PROBLEM REQUIREMENTS -> Set down exactly the lines that run from the line with "column 776, row 204" to the end of the data, and nothing else.

Stored data entries ->
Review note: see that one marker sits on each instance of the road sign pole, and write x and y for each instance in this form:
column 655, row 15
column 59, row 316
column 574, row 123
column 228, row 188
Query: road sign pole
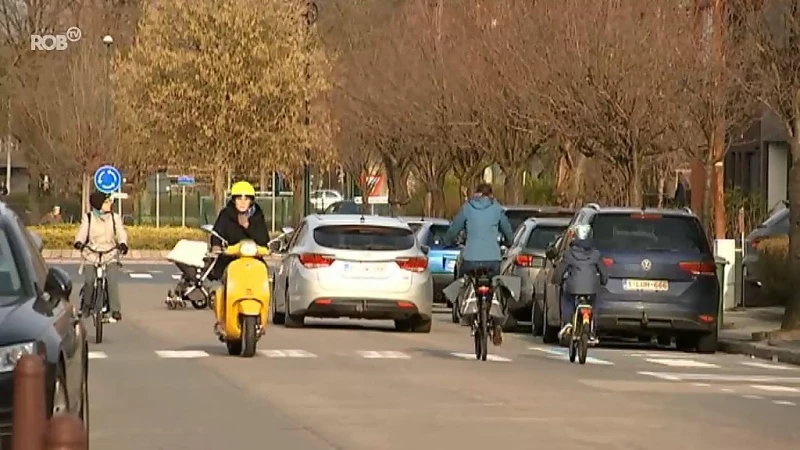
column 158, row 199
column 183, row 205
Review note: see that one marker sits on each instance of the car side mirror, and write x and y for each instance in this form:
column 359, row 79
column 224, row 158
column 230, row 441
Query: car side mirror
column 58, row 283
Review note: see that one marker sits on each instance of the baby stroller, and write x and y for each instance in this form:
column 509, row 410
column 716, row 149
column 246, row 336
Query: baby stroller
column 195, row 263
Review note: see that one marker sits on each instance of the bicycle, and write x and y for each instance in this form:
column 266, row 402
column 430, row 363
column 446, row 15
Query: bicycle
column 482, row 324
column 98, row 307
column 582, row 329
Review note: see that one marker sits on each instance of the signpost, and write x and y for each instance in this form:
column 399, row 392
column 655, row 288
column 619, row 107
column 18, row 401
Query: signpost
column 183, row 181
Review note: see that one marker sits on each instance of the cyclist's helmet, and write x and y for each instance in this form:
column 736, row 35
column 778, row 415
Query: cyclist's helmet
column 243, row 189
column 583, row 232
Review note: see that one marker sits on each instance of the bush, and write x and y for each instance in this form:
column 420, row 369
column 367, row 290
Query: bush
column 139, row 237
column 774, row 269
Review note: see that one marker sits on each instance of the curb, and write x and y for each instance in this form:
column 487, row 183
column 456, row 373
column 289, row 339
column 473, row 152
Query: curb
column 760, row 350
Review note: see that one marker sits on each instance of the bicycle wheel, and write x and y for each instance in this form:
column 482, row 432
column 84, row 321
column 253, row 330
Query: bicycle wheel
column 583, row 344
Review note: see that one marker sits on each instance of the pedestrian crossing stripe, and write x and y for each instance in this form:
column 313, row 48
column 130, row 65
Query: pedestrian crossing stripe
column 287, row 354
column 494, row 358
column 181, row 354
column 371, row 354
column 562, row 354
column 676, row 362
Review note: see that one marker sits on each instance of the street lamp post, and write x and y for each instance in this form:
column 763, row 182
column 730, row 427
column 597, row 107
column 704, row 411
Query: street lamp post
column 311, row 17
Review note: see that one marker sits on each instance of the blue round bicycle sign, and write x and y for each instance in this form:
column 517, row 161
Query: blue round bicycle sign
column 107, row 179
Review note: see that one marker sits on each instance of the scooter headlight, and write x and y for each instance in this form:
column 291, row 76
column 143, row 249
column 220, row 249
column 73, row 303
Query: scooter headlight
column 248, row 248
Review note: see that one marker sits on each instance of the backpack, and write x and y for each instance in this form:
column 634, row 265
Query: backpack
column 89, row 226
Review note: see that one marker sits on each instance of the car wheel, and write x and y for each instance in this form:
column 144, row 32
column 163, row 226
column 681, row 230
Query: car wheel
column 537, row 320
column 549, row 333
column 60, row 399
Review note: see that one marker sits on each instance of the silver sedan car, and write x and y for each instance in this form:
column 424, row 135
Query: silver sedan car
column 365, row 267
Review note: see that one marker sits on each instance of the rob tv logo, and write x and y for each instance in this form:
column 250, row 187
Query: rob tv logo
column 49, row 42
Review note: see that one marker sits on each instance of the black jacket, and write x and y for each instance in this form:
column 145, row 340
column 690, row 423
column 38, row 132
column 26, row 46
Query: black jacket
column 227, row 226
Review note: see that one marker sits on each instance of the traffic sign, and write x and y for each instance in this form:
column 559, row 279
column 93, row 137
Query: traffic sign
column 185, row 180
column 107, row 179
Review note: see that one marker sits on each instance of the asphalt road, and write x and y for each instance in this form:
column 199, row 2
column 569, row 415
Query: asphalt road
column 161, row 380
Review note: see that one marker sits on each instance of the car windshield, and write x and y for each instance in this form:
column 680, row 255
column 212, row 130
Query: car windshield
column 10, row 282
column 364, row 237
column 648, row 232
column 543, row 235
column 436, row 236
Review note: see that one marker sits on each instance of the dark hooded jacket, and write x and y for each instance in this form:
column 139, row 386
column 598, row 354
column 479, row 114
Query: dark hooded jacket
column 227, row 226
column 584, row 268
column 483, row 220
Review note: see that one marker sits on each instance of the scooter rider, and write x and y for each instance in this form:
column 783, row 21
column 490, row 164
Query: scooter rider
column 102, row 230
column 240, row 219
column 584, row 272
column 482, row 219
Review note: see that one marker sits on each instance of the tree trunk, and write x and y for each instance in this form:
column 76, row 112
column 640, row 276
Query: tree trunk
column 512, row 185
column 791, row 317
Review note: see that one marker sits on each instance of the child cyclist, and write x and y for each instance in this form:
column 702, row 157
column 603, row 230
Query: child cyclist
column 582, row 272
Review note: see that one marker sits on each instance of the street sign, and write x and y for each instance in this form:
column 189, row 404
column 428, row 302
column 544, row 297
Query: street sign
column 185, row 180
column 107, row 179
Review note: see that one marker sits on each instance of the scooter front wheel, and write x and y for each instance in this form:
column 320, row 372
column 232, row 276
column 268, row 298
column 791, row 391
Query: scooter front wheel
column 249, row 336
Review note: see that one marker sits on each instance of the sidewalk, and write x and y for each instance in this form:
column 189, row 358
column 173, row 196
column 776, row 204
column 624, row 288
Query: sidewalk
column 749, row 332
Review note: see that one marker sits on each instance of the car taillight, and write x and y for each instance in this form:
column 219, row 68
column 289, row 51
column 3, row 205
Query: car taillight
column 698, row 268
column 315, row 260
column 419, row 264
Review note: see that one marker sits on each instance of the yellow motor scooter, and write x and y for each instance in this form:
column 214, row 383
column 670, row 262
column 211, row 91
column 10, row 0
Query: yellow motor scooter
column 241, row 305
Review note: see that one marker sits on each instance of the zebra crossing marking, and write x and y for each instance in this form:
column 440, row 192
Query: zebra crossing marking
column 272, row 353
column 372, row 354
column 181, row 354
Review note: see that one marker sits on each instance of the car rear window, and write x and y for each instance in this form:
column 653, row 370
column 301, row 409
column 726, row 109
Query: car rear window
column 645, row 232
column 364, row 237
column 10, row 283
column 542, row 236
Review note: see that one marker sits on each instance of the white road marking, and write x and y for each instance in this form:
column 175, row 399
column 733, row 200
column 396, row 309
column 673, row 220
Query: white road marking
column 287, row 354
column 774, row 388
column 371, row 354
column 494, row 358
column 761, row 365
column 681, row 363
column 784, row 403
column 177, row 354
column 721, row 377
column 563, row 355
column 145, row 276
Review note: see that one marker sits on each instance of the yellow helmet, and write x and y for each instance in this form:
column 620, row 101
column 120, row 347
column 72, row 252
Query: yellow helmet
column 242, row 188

WRITTEN ANSWER ->
column 776, row 204
column 624, row 288
Query: sidewalk
column 749, row 332
Review note: see that one marker sits on each instance of the car taillight, and write x and y for each instance in this form:
column 219, row 68
column 289, row 51
column 3, row 205
Query: car taillight
column 698, row 268
column 315, row 260
column 419, row 264
Review note: see that one marker sits on each instance of the yellow motor scooter, and write x and y for each instance in this form:
column 214, row 383
column 670, row 262
column 211, row 91
column 10, row 0
Query: yellow motor scooter
column 241, row 305
Review note: see that one marker sits on each instance of the zebra crossing marking, and write x and y for each instance in this form:
column 440, row 192
Query: zebra crossing marking
column 272, row 353
column 372, row 354
column 181, row 354
Review note: see that one marker sits on each instance of the car rear window, and write x and y for each instance in this form:
column 653, row 370
column 301, row 409
column 726, row 109
Query: car rear window
column 645, row 232
column 364, row 237
column 10, row 283
column 542, row 236
Review note: see that one marker sits on each instance of the white road marking, and write x and y for each instance in this form:
column 175, row 399
column 733, row 200
column 396, row 309
column 673, row 220
Query: white road marking
column 287, row 354
column 774, row 388
column 371, row 354
column 494, row 358
column 761, row 365
column 681, row 363
column 784, row 403
column 177, row 354
column 721, row 377
column 563, row 355
column 145, row 276
Review note: see that one marker sits on each instance of the yellow helmet, and write x and y for each instance in this form:
column 620, row 101
column 120, row 347
column 72, row 252
Query: yellow helmet
column 242, row 188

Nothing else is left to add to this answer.